# Lowrance Elite 5 Questions



## 03sp500 (Feb 23, 2014)

Hi all
I am doing my research on a depth finder. I have kinda narrowed it down to the Lowrance Elite 5 HDI. but I have a few questions for anyone in the know. 

1st the difference between 2 models are in question, I am torn between the elite 5x HDI and the elite 5 HDI. the difference being the addition of a chart plotter on the elite 5 for about 50.00 more. I really only fish lakes and ponds in my 14' Sea nymph. I do live by the coast of Ct. but don't really wander out in the sound. I am curious on peoples opinions do I really need a chart plotter for where I fish. 

also they list all sorts of transducers. it comes with a 83/200 but I really don't get the difference. Is that a good choice.

Has anyone had experience with these models that could give me real world pros and cons? And lastly are there any models out the that are similar that someone would suggest. For me its a big purchase so I want to do it right and get the most bang for the buck. 

Oh yea I also looked at the 4 series but thought I might be sorry in the long run for lack of screen size. any thoughts on that would be welcome as well. 

I know its a lot in a post but I'll take any info I can get. Thank you all in advance.


----------



## TNtroller (Feb 23, 2014)

I would get the gps model for $50 more, it can come in handy more times than not. You can mark the ramp in the gps, and then if the weather is bad, you can find your way back pretty easy, mark structure so you can come back to it at a later time/day. 

I've owned the Elite 5 dual beam, and liked it, wish I had not sold both of 'em, a good simple FF. No experience with the DI version, but the 5" screen over the 4" screen will be good, but for DI, a even bigger screen is recommended. If you want to see the detail the DI can offer, the bigger the better imo. 

I've currently got the Elite 4 gps/2d model, and like it but it is on a SMALL 13' FG boat and I use this boat for shallow water fishing in lakes only, way back where no one else even thinks about going in their pretty boats. The 5" screen Elite 5 would be perfect on this boat, but I sold 'em. One of these days someone will have one for sale, and I'll jump on it.


----------



## thill (Feb 23, 2014)

Get the Elite 5. You will appreciate the GPS for many reasons. The stock 'ducer is excellent.

Safety-wise, if dark or fog rolls in, you can follow your breadcrumb trail back out of tight areas.
Also, knowing your top speed, you will see if something is "off" with your motor, and catch it early

Fishing-wise, when you see structure or fish, you can mark the location instantly. Do this often, and you will slowly build up a reserve of go-to spots, which saves a ton of time. And if you get the lakes chip, you will be able to target specific depths and structure.

I love going on "hunting trips" where I go to structure on the GPS, and then fish it for a few minutes. If I catch, I mark it, if not, I move on. You can cover a lot of water and learn more in ONE day, than in years of fishing blind!

I personally would never be without a GPS! The $50 is WELL worth it.

I heard that BPS is selling the Elite 5 later this week for $249. A GREAT price, in my opinion!

-TH


----------



## RStewart (Feb 23, 2014)

It's a nice unit. As others have said, get the gps. I prefer hummingbird myself, but my brother in law has the unit you're looking at. The DI is pretty cool.
┄┄┄┄┄┄
Instructions ->
(a) In the Lowrance Elite 5 thread, what boat does the first poster fish from?
(b) List every username that posts in the Lowrance Elite 5 thread.
(c) From the Lowrance Elite 5 thread, return everything from "Safety-wise, if dark" down to "in my opinion!".

Given data ->
┄┄┄┄┄┄
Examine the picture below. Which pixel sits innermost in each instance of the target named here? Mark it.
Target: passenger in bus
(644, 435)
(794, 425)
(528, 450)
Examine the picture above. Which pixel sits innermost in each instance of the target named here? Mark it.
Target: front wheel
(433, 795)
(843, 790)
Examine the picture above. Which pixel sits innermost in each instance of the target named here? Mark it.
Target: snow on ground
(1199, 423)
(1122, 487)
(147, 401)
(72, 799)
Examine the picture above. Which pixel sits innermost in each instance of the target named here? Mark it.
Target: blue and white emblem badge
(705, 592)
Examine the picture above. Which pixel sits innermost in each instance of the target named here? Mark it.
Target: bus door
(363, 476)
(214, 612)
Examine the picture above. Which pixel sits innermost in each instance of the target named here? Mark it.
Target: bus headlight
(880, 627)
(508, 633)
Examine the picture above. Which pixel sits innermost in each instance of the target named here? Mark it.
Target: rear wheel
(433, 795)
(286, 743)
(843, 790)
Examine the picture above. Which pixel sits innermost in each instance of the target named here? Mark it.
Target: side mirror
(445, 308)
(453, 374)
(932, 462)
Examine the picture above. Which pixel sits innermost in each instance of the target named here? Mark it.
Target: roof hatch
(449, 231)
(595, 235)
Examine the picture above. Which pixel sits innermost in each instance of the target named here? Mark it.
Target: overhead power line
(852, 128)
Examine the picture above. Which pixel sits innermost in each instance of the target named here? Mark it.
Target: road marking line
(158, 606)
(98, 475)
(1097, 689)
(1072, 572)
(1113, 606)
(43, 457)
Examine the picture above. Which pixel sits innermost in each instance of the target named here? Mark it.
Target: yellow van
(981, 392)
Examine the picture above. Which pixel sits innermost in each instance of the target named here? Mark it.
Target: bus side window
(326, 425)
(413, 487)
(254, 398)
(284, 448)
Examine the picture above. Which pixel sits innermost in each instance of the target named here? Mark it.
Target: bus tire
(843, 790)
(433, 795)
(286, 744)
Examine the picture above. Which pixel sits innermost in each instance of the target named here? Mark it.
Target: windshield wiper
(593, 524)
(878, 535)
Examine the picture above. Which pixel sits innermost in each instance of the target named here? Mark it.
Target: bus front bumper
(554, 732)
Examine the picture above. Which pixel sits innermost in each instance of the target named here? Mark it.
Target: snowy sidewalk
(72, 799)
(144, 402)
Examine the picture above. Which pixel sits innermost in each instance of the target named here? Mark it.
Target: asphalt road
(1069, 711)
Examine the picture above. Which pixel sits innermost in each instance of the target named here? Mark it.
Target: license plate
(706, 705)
┄┄┄┄┄┄
Task-by-task solutions ->
(a) A 14' Sea nymph.

(b) 03sp500, TNtroller, thill, RStewart

(c)
Safety-wise, if dark or fog rolls in, you can follow your breadcrumb trail back out of tight areas.
Also, knowing your top speed, you will see if something is "off" with your motor, and catch it early

Fishing-wise, when you see structure or fish, you can mark the location instantly. Do this often, and you will slowly build up a reserve of go-to spots, which saves a ton of time. And if you get the lakes chip, you will be able to target specific depths and structure.

I love going on "hunting trips" where I go to structure on the GPS, and then fish it for a few minutes. If I catch, I mark it, if not, I move on. You can cover a lot of water and learn more in ONE day, than in years of fishing blind!

I personally would never be without a GPS! The $50 is WELL worth it.

I heard that BPS is selling the Elite 5 later this week for $249. A GREAT price, in my opinion!